• _Text under study_:
An advocate can discuss numerous options with the victim, including the option of informing the police department of the abuse. A victim's desire to inform the department is often based on the hope that the department can somehow hold the abuser's violence in check. A realistic discussion of this option requires knowledge of the department's attitude, policy and procedures. Both a policy and a cooperative working relationship between the domestic violence agency and the police department are essential.
If a woman decides that she wants to talk to the chief, an advocate can act as a liaison and a source of emotional support and advocacy. The advocate works with the victim to set realistic expectations as to what intervention is within the chief's power.
Some victims want the department to discipline the abuser, others want the department to mandate that the abuser receive counseling. The advocate advises the victim that the department becomes liable once the chief is informed. Depending on the severity of the abuse, the chief may terminate the officer's employment. Many times this is not a practical solution for the victim because she and her children are financially dependent on his income. Other times, the victim fears that the abuser's retaliation would cost her life and so chooses to remain silent.
Building a support system for the victim ideally includes assistance from the chief of the involved department. I met with police chiefs in our suburban area. They assured me that they do not condone the abuse of police power and privilege demonstrated by abusive police officers, nor do they wish to bear the liability for an abusive officer in their department. We discussed the risk to the victim in coming forward, what action the department would take to protect the victim, and what action the department might take to hold the officer accountable.
I informed them of the advantages of having a domestic violence agency, independent of the department, provide information and counseling to victims of police officers. We discussed the prevalence of police-perpetrated domestic violence and whether there is need for a formal policy and procedures in responding to officer-involved cases.
Impact on Community
There is serious impact on the community when police officers gain a reputation for getting away with domestic violence. The media have exposed many cases in which little or nothing has been done by police departments or the criminal justice system to hold the abuser accountable or to protect the victim. This breeds skepticism and distrust of the police in the general public, and affirms the worst nightmares of the victims. Abusive police officers are validated in their belief that they are above the law.

• _Input data_:
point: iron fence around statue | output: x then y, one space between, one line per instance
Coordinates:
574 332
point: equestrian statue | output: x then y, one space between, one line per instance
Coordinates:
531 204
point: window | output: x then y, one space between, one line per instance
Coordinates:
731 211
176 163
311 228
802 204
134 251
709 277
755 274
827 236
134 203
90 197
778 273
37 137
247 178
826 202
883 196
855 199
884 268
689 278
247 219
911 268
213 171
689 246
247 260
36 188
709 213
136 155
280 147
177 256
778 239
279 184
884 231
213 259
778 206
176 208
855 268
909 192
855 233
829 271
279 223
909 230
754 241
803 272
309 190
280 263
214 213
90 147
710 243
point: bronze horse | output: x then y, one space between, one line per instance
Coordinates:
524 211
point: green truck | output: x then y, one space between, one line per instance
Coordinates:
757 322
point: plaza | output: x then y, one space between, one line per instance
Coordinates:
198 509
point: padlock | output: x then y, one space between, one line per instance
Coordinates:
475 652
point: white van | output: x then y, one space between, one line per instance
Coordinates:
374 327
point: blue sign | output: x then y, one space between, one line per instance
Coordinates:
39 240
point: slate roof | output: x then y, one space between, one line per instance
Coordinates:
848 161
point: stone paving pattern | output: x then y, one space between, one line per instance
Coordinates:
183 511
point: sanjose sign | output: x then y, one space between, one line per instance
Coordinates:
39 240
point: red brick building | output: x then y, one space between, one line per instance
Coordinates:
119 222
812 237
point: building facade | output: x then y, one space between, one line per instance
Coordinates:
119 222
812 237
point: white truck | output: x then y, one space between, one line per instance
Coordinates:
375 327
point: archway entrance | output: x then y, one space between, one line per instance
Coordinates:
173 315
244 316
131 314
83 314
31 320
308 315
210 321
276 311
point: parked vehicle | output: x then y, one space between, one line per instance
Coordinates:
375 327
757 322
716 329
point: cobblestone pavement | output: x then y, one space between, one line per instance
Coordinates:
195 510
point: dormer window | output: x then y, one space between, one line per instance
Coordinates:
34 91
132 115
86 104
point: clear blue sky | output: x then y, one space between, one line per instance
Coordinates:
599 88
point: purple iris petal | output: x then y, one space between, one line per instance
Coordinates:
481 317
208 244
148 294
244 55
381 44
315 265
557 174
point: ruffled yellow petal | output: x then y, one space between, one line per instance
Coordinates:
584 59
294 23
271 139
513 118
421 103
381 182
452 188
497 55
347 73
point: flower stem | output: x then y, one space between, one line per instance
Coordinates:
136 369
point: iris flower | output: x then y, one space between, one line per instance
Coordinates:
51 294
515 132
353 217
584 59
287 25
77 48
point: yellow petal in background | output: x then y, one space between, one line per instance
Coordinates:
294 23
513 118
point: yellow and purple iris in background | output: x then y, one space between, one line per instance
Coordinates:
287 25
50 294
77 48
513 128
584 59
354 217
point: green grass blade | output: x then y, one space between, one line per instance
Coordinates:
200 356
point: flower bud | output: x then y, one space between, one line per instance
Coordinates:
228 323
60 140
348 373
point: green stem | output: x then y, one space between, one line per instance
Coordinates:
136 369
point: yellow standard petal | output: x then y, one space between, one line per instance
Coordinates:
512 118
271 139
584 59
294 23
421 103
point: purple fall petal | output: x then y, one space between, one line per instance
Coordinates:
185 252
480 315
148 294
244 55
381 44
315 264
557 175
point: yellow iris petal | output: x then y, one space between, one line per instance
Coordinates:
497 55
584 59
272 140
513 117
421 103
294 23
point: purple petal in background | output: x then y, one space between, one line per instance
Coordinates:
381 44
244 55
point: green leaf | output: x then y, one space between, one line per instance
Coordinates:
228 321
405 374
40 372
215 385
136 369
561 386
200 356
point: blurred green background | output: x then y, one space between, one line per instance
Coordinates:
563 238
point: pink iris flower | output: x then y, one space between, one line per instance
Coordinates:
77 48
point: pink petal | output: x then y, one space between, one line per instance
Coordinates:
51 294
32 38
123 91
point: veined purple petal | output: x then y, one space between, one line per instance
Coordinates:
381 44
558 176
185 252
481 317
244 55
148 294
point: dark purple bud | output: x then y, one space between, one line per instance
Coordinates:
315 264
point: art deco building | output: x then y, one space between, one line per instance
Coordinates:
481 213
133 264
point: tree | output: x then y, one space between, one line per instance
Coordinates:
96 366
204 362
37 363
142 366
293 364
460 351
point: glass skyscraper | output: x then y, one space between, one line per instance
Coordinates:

• _Directions for this task_: Reproduce the passage of the text on police-perpetrated domestic violence from "Some victims want" to "to remain silent.". This material has no connection to the text about police-perpetrated domestic violence.

• _Answer box_:
Some victims want the department to discipline the abuser, others want the department to mandate that the abuser receive counseling. The advocate advises the victim that the department becomes liable once the chief is informed. Depending on the severity of the abuse, the chief may terminate the officer's employment. Many times this is not a practical solution for the victim because she and her children are financially dependent on his income. Other times, the victim fears that the abuser's retaliation would cost her life and so chooses to remain silent.